▶ _Assigned task_
Lines of the material that include the string "face" should be returned.

+++

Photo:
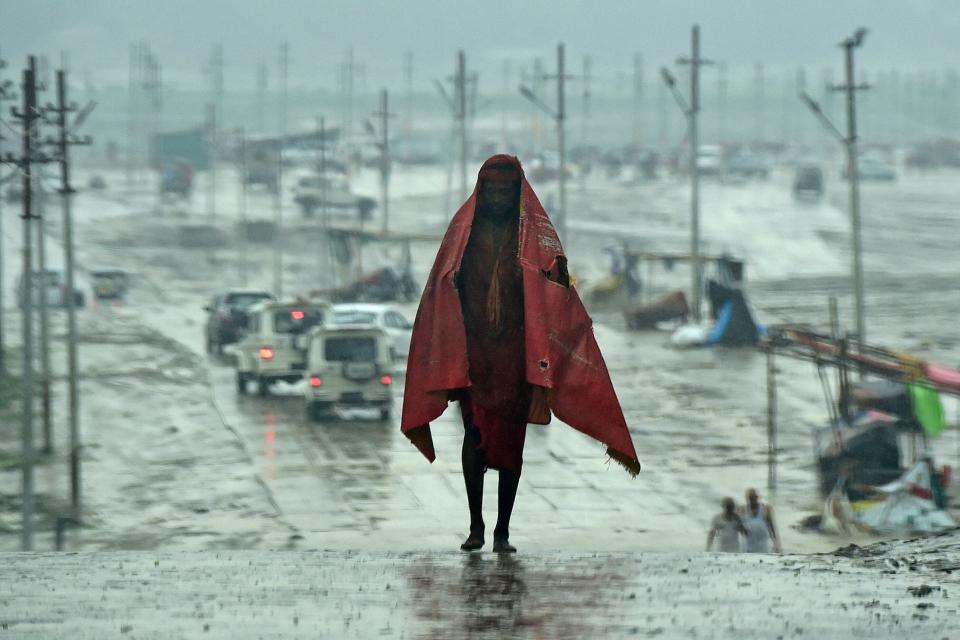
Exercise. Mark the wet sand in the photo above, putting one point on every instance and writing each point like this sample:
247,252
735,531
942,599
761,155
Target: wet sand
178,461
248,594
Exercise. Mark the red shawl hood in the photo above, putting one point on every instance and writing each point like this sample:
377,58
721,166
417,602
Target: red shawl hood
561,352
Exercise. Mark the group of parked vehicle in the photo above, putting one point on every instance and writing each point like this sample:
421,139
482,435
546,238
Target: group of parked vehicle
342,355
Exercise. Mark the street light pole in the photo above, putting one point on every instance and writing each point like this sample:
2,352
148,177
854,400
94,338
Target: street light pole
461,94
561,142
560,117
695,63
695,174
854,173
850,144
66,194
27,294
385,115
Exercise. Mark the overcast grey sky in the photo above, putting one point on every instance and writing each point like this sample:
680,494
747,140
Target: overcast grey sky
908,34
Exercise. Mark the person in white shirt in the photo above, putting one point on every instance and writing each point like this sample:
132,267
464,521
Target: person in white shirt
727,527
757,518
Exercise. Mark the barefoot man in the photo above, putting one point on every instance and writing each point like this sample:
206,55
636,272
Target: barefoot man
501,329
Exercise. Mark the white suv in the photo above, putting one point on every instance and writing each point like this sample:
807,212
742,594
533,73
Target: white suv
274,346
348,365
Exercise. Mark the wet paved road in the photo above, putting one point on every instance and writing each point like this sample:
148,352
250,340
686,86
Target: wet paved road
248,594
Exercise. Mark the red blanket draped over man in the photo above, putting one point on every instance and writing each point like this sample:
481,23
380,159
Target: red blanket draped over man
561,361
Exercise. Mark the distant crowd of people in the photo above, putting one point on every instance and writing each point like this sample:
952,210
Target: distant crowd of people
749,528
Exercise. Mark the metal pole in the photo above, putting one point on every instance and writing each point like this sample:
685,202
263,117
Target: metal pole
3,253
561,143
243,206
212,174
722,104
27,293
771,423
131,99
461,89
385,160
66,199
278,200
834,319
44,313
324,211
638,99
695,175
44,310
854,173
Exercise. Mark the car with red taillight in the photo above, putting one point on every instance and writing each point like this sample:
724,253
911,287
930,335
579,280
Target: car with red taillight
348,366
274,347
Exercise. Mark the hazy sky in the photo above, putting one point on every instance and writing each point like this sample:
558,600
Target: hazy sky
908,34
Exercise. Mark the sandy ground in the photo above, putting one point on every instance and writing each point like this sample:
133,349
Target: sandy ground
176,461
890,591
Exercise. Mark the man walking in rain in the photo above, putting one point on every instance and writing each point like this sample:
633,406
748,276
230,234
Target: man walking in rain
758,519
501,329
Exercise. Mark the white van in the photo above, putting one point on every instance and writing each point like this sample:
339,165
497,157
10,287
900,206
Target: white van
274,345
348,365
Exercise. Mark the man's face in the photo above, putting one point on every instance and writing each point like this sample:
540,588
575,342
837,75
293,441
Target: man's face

+++

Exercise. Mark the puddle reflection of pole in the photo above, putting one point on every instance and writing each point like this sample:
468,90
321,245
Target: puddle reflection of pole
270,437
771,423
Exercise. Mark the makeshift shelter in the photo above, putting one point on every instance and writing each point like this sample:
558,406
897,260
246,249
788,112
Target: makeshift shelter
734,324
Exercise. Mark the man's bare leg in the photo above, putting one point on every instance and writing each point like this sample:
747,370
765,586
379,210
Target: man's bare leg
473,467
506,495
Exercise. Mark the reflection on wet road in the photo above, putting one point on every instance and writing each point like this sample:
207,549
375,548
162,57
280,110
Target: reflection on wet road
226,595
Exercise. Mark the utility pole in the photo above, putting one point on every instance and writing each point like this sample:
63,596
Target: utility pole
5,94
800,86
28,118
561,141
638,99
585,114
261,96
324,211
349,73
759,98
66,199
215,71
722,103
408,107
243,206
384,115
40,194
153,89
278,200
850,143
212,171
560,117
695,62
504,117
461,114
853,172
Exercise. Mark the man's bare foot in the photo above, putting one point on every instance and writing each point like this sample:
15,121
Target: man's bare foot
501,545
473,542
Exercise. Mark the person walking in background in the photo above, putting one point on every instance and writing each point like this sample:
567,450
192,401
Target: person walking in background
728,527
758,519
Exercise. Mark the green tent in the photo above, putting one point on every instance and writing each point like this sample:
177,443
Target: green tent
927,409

+++

▶ _Solution to this problem_
Exercise. Mark the man's face in the photo above, putting one point on every instance and writing each point like this sample:
Target: man's face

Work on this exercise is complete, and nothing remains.